▸ **Items**:
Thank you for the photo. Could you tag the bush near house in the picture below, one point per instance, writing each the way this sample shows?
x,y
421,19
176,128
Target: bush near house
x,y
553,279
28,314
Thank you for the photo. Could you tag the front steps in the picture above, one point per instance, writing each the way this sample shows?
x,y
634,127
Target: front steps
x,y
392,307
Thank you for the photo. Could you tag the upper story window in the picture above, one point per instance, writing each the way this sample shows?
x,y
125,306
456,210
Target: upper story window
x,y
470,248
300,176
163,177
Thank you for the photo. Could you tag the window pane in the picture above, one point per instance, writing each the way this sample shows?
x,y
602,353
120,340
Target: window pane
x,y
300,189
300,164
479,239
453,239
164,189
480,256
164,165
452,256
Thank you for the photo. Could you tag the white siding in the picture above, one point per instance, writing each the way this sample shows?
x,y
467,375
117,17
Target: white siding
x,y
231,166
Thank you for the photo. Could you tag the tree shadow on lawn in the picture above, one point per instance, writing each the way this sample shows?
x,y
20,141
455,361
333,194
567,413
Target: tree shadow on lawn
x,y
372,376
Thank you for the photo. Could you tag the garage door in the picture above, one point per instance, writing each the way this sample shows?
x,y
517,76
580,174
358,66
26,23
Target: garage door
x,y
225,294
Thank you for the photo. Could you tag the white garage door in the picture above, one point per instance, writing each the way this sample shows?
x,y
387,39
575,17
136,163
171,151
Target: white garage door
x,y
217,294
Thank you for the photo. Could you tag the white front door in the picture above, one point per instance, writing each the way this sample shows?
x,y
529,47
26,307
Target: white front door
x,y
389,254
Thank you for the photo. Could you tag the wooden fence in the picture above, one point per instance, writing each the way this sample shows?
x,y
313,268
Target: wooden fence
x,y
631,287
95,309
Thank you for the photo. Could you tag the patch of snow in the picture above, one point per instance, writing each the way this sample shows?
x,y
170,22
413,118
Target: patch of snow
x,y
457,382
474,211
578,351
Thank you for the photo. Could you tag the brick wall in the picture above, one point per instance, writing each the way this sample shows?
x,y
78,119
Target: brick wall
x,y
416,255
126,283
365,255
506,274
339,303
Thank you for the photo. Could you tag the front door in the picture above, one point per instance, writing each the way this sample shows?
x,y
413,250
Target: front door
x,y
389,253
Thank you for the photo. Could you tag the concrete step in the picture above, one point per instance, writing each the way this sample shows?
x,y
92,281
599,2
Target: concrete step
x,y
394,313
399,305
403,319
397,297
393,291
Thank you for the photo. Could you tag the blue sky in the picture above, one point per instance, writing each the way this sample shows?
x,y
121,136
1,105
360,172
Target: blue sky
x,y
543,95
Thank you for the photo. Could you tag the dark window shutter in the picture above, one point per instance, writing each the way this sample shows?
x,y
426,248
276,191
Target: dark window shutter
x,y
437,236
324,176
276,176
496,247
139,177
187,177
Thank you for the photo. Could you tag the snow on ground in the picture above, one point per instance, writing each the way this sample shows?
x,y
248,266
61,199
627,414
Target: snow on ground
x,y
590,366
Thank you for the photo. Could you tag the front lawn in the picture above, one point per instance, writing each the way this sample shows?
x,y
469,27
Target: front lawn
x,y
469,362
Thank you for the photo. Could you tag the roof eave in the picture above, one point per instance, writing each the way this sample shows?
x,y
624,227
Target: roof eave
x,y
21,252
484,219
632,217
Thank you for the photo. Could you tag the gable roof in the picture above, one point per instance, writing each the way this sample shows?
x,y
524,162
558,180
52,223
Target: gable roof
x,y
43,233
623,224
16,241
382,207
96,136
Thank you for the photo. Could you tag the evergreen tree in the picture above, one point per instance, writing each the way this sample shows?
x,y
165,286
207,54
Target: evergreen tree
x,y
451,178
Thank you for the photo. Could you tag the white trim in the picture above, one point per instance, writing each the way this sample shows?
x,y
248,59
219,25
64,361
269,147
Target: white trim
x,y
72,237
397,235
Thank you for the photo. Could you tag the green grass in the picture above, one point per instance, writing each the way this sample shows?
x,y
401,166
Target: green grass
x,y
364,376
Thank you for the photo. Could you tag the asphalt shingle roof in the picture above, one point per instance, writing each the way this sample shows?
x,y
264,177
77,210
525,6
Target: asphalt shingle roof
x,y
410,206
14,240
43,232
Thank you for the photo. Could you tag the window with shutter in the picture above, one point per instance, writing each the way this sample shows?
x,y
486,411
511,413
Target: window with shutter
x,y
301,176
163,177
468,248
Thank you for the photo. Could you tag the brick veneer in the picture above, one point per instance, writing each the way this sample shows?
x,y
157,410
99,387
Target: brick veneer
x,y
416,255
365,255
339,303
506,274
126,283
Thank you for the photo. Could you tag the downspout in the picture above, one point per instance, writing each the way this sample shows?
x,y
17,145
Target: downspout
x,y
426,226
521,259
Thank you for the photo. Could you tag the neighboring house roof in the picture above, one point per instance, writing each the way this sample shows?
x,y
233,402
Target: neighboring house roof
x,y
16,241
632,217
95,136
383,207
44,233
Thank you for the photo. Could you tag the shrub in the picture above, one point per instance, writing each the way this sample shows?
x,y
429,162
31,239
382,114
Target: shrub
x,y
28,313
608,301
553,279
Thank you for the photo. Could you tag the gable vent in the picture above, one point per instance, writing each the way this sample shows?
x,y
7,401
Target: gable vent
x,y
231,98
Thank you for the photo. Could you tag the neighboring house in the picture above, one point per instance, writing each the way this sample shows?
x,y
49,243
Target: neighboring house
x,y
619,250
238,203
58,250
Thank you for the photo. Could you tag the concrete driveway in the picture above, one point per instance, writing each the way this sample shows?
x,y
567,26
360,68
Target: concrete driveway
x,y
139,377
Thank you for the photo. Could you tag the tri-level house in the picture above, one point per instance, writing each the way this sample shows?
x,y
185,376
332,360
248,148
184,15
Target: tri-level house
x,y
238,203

* * *

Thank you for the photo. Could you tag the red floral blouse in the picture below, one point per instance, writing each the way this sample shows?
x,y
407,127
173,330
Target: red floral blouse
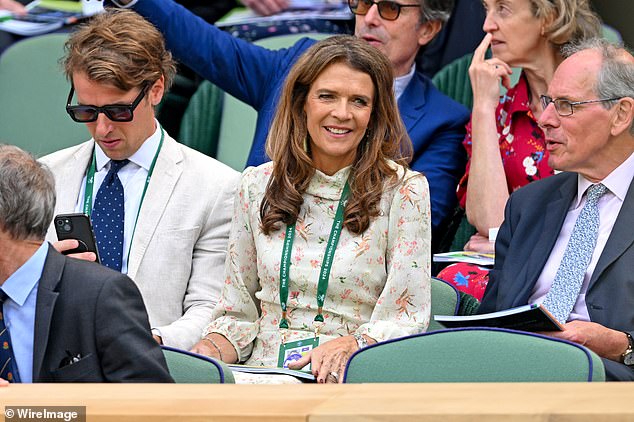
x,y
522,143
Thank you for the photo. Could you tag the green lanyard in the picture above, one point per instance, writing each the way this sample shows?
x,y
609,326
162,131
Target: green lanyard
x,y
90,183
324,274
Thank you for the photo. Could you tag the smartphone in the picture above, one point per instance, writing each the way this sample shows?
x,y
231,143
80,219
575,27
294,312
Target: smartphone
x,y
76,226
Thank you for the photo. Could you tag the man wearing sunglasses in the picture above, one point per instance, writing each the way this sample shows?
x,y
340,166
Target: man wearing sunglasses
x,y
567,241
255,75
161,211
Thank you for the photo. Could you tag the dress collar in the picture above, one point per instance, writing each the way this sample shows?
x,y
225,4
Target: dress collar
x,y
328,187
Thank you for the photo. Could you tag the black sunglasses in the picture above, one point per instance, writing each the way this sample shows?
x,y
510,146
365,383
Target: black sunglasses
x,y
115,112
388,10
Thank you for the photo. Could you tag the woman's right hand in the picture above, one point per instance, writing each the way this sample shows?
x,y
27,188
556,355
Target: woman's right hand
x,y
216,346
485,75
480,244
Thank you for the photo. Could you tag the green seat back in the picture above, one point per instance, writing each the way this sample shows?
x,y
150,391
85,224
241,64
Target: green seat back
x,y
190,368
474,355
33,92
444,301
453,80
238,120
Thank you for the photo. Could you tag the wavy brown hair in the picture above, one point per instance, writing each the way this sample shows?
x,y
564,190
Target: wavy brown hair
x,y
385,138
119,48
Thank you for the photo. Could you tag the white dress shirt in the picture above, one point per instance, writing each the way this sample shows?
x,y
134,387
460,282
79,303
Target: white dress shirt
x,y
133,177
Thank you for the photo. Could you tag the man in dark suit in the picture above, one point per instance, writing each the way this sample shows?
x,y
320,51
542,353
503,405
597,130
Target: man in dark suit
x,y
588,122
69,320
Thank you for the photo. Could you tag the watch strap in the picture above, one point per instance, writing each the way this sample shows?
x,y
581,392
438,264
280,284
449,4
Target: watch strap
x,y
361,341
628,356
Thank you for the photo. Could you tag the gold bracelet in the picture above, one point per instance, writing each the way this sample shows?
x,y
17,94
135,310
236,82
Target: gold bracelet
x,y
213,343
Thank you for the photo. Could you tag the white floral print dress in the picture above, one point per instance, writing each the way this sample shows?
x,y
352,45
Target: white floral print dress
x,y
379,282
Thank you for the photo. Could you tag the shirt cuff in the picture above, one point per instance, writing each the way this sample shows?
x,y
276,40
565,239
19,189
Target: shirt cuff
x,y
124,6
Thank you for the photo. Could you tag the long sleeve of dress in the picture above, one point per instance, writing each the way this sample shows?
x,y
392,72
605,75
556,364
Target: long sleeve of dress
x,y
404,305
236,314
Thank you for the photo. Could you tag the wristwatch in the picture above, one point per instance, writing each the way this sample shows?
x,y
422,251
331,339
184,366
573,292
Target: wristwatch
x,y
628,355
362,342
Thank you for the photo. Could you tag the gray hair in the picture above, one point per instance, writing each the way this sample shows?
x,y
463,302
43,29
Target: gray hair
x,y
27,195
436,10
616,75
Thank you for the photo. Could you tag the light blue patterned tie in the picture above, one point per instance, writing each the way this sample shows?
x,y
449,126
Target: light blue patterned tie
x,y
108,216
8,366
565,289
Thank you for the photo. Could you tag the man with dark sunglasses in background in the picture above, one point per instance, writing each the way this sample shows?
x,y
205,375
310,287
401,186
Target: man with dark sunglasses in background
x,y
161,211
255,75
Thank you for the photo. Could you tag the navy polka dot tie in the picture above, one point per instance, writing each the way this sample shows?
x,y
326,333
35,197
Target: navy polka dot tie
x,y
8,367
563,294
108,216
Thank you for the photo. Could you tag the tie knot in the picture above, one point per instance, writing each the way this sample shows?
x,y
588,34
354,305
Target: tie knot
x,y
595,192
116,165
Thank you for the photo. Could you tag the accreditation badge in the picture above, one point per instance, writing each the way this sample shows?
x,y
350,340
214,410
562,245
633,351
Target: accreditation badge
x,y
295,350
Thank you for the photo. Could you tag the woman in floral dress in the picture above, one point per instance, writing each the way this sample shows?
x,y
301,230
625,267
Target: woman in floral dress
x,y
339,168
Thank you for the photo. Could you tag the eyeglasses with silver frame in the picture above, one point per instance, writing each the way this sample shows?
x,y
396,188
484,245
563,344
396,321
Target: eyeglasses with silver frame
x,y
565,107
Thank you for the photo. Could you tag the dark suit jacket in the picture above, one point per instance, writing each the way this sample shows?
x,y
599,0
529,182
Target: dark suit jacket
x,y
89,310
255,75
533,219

▸ **Direction**: Pull out each line in the rows above that contains the string "fence", treating uppercase and lowercase as different.

▸ **Worked answer**:
Thank you for the photo. Could you tag the wooden fence in the picture above, one point per instance, writing each the way this sample shows?
Target: wooden fence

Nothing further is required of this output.